DESCRIPTION OF THE TASK:
Write out the full set of records below exactly.

INPUT RECORDS:

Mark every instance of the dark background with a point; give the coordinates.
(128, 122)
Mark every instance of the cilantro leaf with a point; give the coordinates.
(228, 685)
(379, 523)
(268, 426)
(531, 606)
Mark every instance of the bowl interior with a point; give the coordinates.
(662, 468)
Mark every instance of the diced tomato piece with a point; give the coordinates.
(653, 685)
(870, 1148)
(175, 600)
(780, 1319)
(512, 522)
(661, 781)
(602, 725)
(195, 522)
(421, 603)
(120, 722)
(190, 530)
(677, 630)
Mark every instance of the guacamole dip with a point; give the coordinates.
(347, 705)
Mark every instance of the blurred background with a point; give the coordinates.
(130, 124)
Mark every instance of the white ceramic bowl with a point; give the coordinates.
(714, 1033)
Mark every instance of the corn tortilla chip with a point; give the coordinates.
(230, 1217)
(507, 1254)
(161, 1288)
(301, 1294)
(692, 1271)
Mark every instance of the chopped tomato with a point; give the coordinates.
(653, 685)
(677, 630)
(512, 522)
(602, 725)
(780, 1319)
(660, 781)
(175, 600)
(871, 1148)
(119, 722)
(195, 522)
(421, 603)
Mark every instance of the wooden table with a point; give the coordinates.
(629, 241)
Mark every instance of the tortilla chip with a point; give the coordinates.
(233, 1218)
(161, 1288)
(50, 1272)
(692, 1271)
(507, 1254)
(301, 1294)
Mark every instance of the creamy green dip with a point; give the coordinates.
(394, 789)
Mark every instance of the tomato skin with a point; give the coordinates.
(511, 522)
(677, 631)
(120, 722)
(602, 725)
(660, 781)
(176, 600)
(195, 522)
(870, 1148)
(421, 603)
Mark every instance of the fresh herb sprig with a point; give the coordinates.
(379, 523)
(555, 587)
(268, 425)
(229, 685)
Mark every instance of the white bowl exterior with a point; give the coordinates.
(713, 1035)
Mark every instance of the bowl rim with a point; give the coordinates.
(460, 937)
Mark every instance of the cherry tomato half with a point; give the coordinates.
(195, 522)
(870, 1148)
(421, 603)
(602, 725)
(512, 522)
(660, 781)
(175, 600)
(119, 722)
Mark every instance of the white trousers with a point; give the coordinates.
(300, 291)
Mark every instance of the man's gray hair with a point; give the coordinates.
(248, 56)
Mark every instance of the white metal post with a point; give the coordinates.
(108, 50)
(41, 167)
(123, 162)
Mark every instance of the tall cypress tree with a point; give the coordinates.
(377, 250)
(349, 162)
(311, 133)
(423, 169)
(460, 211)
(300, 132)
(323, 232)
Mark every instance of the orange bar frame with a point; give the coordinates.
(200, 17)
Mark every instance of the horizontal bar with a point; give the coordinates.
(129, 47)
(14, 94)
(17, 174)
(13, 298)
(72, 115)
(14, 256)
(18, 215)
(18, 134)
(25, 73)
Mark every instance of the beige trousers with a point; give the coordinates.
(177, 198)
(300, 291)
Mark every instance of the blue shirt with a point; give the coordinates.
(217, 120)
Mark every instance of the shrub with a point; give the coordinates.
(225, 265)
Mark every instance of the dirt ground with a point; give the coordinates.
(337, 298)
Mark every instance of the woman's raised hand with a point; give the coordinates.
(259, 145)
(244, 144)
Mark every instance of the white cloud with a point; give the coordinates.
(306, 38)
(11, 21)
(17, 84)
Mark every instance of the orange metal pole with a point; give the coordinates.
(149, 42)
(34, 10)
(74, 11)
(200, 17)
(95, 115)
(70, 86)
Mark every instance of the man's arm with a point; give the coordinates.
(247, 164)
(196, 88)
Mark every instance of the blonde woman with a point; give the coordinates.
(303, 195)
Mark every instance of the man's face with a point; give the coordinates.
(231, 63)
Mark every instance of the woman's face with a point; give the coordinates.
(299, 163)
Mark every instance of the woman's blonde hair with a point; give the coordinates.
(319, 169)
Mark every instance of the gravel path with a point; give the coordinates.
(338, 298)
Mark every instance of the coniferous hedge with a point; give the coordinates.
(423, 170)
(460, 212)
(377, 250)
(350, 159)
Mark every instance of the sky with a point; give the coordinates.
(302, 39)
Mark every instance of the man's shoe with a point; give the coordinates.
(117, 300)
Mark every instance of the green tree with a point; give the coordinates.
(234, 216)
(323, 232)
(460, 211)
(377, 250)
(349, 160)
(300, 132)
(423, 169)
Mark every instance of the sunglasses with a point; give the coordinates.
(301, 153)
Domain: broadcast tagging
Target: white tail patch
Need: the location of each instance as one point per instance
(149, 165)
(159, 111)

TASK OUTPUT:
Mark every instance of the dark background with a point; give the coordinates.
(128, 122)
Mark every instance of the cilantro leaf with a point; give the coordinates.
(228, 685)
(379, 523)
(268, 426)
(531, 606)
Mark every instance of the bowl interior with a point; give the coordinates.
(662, 468)
Mark every instance of the diced tomato piece with a point; give the coordinates.
(653, 685)
(870, 1148)
(175, 600)
(780, 1319)
(512, 522)
(661, 781)
(602, 725)
(195, 522)
(421, 603)
(120, 722)
(190, 530)
(677, 630)
Mark every instance of the guacamole dip with a point; give the coordinates.
(347, 705)
Mark every instance of the blurred background with a point; give the coordinates.
(130, 124)
Mark every instance of the white ceramic bowl with a point; give the coordinates.
(714, 1033)
Mark every instance of the corn tortilla chip with a point; give the coordinates.
(230, 1217)
(507, 1254)
(161, 1288)
(301, 1294)
(692, 1271)
Mark every instance of the chopped tomato with a point; give the coordinates.
(653, 685)
(677, 630)
(512, 522)
(602, 725)
(780, 1319)
(660, 781)
(175, 600)
(871, 1148)
(119, 722)
(195, 522)
(421, 603)
Mark every instance of the wooden table with a point; give the coordinates.
(629, 241)
Mark every instance of the tortilla chip with a point; give the coordinates.
(233, 1218)
(161, 1288)
(50, 1272)
(692, 1271)
(507, 1254)
(301, 1294)
Mark every instance of the creamy green dip with a point; give the coordinates.
(394, 789)
Mark every instance of the tomato skin with a point; give the coordinates.
(511, 522)
(677, 631)
(120, 722)
(602, 725)
(660, 781)
(176, 600)
(195, 522)
(870, 1148)
(421, 603)
Mark every instance of the fresh herb sprig with a point; give the coordinates.
(379, 523)
(555, 587)
(268, 425)
(229, 685)
Mark every instance of the white bowl exterior with a point; give the coordinates.
(713, 1035)
Mark every instance of the bowl rim with a point; give the coordinates.
(460, 937)
Mark every instance of the cherry tomato half with a point; give the coordinates.
(195, 522)
(870, 1148)
(421, 603)
(602, 725)
(512, 522)
(660, 781)
(175, 600)
(119, 722)
Mark every instance of the white trousers with a point; give the coordinates.
(300, 291)
Mark every instance of the man's gray hair with a point; give the coordinates.
(248, 56)
Mark every instance of the white metal post with a point; give the coordinates.
(108, 50)
(41, 167)
(123, 162)
Mark every instance of the tall cypress tree with a point; give the coordinates.
(377, 250)
(349, 162)
(311, 133)
(423, 169)
(460, 211)
(300, 132)
(323, 232)
Mark every instance of the orange bar frame with a point; give the coordinates.
(200, 17)
Mark every instance of the horizontal bar with a point; give the coordinates.
(129, 47)
(14, 94)
(17, 174)
(13, 298)
(72, 115)
(14, 256)
(18, 215)
(18, 134)
(25, 73)
Mark every instance of the beige trousers with a point; give the coordinates.
(177, 198)
(300, 291)
Mark every instance of the blue shirt with a point; give the coordinates.
(217, 120)
Mark every instance of the shrub with a point; give the coordinates.
(225, 265)
Mark every instance of the dirt ground with a point; give the coordinates.
(337, 298)
Mark every instance of the woman's raised hand with a point; give the coordinates.
(259, 145)
(244, 144)
Mark every instance of the white cloud with a point; give the coordinates.
(306, 38)
(11, 21)
(17, 84)
Mark every instance of the orange metal pole with a point; give the coordinates.
(149, 42)
(34, 10)
(74, 11)
(200, 17)
(95, 115)
(70, 86)
Mark every instance of the man's arm with a point; give the coordinates.
(247, 164)
(196, 88)
Mark every instance of the blonde woman with a point; give the coordinates.
(303, 195)
Mark every instance of the man's face with a point; give the coordinates.
(231, 63)
Mark every instance of the woman's face with a point; give the coordinates.
(299, 163)
Mark every instance of the woman's blonde hair with a point; give the coordinates.
(319, 169)
Mark every instance of the gravel path with a point; give the coordinates.
(338, 298)
Mark every instance of the coniferous hedge with a point; give the coordinates.
(423, 170)
(460, 212)
(377, 250)
(350, 159)
Mark every instance of the sky with a point; give the coordinates.
(302, 39)
Mark every instance of the man's shoe with a point; give the coordinates.
(117, 300)
Mark every instance of the green tree with a point; give the coordinates.
(234, 216)
(323, 232)
(460, 211)
(377, 250)
(349, 160)
(300, 132)
(423, 169)
Mark every instance of the sunglasses with a point; give the coordinates.
(301, 153)
Domain: broadcast tagging
Target: white tail patch
Need: the location of each instance as one point per instance
(149, 165)
(159, 111)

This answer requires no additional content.